What the exercise asks — Only the lines from the line holding "Where can you spot the tall grass?" through the final line of the entries below are to be returned, exactly as they stand.

--- Input rows ---

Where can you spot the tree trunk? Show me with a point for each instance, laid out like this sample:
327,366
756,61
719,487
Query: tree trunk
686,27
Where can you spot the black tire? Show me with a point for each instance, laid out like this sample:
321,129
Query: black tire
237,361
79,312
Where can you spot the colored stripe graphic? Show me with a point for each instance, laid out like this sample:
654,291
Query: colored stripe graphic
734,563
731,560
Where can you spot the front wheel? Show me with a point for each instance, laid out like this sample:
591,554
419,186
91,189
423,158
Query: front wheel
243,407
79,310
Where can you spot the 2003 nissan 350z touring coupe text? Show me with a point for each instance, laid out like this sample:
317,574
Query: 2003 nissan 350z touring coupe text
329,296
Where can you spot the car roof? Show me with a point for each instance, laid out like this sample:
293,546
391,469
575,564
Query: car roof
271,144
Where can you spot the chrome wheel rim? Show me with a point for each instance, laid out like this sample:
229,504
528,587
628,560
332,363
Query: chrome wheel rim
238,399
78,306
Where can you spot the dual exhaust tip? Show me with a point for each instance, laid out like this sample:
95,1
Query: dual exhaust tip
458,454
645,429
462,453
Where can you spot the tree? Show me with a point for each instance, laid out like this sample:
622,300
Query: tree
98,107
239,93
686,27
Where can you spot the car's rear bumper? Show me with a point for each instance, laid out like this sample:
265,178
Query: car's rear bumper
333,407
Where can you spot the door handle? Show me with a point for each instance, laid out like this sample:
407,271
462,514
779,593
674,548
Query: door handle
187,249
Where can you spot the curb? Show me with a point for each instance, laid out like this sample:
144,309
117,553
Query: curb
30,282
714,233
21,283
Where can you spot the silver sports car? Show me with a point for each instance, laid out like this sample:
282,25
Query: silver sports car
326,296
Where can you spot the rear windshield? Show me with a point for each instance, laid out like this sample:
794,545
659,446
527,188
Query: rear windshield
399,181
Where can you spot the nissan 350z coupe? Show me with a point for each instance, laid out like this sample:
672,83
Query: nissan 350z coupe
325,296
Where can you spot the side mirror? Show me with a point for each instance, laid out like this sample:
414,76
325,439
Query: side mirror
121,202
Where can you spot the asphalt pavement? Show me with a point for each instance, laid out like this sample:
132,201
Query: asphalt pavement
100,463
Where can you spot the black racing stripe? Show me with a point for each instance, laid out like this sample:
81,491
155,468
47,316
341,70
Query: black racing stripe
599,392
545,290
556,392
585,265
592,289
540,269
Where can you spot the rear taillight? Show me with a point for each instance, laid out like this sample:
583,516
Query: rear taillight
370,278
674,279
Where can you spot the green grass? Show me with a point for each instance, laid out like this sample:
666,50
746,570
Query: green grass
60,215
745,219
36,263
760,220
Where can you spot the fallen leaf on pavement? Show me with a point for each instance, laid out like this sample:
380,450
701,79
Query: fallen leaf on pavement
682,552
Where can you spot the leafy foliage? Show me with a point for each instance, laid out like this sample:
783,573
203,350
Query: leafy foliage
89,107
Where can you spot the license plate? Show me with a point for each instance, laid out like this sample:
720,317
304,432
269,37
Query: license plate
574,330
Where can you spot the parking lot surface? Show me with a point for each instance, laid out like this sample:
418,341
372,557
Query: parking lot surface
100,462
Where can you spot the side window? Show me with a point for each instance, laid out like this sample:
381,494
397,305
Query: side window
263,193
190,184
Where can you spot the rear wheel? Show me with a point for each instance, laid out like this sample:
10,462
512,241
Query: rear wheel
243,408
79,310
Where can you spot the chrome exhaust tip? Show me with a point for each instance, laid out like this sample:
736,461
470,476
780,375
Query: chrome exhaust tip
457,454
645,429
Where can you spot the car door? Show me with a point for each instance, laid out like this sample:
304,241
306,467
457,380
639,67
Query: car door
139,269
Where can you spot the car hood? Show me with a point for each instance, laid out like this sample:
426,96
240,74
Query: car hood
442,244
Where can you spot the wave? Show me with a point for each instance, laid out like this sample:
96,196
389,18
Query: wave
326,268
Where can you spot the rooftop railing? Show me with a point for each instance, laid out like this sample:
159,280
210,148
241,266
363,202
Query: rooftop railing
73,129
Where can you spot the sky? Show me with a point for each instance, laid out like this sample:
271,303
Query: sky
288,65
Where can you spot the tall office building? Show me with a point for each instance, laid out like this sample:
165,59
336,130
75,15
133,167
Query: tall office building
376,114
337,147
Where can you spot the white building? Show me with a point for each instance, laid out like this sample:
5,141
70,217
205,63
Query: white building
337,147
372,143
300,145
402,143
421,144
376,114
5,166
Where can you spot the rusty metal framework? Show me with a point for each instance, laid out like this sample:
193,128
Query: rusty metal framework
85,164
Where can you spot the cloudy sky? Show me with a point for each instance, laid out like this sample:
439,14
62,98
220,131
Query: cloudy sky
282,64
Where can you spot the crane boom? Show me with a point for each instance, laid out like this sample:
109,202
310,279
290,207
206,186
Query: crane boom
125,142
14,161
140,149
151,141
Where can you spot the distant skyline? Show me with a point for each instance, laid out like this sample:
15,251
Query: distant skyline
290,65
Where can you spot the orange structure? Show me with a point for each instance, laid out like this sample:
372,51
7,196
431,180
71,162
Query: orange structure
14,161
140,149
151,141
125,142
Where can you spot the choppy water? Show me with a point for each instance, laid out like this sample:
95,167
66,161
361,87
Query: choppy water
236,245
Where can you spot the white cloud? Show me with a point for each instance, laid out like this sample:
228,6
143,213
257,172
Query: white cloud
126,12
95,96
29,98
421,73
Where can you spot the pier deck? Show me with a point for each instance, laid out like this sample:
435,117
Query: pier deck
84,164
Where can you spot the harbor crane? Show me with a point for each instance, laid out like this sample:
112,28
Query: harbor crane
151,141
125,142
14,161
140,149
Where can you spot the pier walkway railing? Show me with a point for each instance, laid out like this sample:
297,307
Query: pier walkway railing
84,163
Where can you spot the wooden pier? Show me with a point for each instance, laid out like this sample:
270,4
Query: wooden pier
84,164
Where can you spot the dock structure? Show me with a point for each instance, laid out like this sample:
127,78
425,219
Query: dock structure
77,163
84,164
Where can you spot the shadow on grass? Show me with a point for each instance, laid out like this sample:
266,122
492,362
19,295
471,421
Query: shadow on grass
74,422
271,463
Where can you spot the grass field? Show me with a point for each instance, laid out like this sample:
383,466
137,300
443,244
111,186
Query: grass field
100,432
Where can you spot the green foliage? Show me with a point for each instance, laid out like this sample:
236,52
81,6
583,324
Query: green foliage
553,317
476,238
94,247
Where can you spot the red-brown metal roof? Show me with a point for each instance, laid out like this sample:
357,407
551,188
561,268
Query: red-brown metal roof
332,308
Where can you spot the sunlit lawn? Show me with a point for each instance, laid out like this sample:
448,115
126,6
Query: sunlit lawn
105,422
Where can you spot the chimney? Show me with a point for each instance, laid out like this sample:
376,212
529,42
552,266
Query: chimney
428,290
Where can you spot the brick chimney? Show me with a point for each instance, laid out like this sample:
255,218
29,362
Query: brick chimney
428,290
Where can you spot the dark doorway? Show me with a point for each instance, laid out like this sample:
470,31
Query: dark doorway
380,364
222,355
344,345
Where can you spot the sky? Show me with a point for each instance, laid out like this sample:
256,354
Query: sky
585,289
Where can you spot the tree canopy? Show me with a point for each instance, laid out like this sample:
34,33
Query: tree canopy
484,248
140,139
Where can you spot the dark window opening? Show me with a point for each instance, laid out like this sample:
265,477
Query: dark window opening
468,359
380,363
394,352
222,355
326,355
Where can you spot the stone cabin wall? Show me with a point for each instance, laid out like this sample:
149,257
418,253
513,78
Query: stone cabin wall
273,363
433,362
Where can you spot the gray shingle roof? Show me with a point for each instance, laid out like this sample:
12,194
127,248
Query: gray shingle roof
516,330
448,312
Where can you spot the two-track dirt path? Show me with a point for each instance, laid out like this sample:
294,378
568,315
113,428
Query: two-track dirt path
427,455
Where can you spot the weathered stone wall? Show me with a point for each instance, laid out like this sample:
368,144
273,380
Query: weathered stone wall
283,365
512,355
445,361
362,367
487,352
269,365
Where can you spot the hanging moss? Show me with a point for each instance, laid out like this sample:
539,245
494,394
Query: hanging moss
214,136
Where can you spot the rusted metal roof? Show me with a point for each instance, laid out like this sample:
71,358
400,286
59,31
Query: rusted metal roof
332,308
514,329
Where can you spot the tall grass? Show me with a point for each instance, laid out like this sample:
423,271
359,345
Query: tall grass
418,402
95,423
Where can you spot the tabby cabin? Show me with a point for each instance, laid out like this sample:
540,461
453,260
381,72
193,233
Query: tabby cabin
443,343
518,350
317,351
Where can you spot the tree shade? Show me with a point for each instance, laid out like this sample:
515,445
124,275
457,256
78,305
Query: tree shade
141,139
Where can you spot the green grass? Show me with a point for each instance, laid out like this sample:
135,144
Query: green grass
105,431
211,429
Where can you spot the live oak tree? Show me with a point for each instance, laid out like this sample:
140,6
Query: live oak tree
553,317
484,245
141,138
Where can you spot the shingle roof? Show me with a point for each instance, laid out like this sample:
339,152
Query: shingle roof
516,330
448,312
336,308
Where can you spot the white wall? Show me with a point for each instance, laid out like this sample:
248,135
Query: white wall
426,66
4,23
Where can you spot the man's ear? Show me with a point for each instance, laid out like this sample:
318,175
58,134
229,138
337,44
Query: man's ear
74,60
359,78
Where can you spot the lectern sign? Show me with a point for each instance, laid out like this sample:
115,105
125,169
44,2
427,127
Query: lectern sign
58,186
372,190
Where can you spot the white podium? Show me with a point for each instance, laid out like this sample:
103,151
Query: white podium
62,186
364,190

---

Complete output —
Where can you spot the tall grass? Show me with a point for each instance, laid out like this sample:
423,271
359,345
Query: tall grass
418,402
95,423
Where can you spot the tabby cabin? Show me with a point for each instance, laid out like this sample:
540,461
453,260
381,72
193,233
Query: tabby cabin
443,343
518,350
317,351
Where can you spot the tree shade? Show me with a point for each instance, laid out like this sample:
515,445
124,275
457,256
78,305
Query: tree shade
141,139
Where can you spot the green grass? Show me with a point for each instance, laid out like this sample:
135,144
Query: green grass
105,431
211,429
Where can you spot the live oak tree? Show me with a point for each instance, laid out like this sample:
140,6
Query: live oak tree
553,317
484,245
141,138
Where can you spot the shingle roof? Show me with a point for each instance, laid out like this sample:
339,152
Query: shingle roof
516,330
448,312
336,308
Where can you spot the white wall? Show me with a point for each instance, laid out like this sample:
248,135
Query: white wall
426,66
4,23
Where can you spot the man's ear? Show me with a point for each instance, laid out like this sample:
318,175
58,134
229,138
337,44
Query: man's ear
74,60
359,78
Where can you spot the lectern sign? Show me with a point for each instance, laid out like this sample:
115,105
125,169
44,2
427,127
Query: lectern sign
58,186
372,190
Where can you spot the white podium? Show me with a point for each instance, laid out like this sample:
103,151
Query: white podium
62,186
364,190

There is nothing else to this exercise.